Stored data
┌────────
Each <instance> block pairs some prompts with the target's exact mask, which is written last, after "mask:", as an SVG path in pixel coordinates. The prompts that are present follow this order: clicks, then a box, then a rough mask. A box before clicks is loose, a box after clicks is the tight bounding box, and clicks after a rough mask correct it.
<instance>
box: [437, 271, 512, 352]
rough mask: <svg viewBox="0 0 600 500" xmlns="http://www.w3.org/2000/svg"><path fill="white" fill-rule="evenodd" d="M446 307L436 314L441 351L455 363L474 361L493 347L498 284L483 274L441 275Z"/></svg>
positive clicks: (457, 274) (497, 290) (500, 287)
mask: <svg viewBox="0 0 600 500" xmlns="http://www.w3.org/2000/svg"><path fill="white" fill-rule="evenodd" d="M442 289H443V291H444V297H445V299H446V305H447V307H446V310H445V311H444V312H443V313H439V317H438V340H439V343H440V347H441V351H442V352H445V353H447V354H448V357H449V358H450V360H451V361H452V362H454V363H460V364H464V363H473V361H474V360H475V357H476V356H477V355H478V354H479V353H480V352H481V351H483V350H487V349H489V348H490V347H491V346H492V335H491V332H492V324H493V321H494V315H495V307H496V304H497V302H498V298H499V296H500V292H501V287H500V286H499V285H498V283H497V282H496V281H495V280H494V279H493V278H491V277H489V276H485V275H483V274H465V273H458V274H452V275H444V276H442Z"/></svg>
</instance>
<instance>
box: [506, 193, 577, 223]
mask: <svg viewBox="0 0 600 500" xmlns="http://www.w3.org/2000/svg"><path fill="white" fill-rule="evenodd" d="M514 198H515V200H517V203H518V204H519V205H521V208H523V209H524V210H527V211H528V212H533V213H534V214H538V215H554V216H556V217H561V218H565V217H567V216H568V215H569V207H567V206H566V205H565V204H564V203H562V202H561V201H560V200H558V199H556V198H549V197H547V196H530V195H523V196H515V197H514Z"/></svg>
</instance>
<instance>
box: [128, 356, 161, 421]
└────────
Update the listing by replacing every "rough mask" with "coarse mask", leaving everything else unchanged.

Each <instance> block pairs some prompts with the target's exact mask, which is written last, after "mask:", as an SVG path in pixel coordinates. The prompts that are present follow this order: clicks, then a box, then a coarse mask. A box before clicks is loose, a box after clicks is the tight bounding box, and clicks after a coarse mask correct it.
<instance>
box: [437, 271, 512, 352]
coarse mask: <svg viewBox="0 0 600 500" xmlns="http://www.w3.org/2000/svg"><path fill="white" fill-rule="evenodd" d="M446 307L436 314L441 351L455 363L474 361L493 347L498 284L483 274L441 275Z"/></svg>
positive clicks: (457, 274) (497, 290) (500, 287)
mask: <svg viewBox="0 0 600 500" xmlns="http://www.w3.org/2000/svg"><path fill="white" fill-rule="evenodd" d="M442 289H443V291H444V297H445V299H446V305H447V307H446V310H445V311H444V312H443V313H439V317H438V340H439V343H440V347H441V351H442V352H445V353H447V354H448V357H449V358H450V360H451V361H452V362H454V363H460V364H464V363H473V361H474V360H475V357H476V356H477V355H478V354H479V353H480V352H481V351H483V350H487V349H489V348H490V347H491V346H492V335H491V332H492V324H493V321H494V315H495V307H496V304H497V302H498V298H499V296H500V292H501V287H500V286H499V285H498V283H497V282H496V281H495V280H494V279H493V278H491V277H489V276H485V275H483V274H465V273H458V274H452V275H444V276H442Z"/></svg>
</instance>
<instance>
box: [506, 193, 577, 223]
mask: <svg viewBox="0 0 600 500" xmlns="http://www.w3.org/2000/svg"><path fill="white" fill-rule="evenodd" d="M514 198H515V200H517V203H518V204H519V205H521V208H523V209H524V210H527V211H528V212H533V213H534V214H538V215H554V216H556V217H561V218H565V217H567V216H568V215H569V207H567V206H566V205H565V204H564V203H562V202H561V201H560V200H558V199H556V198H549V197H547V196H530V195H523V196H515V197H514Z"/></svg>
</instance>
<instance>
box: [128, 356, 161, 421]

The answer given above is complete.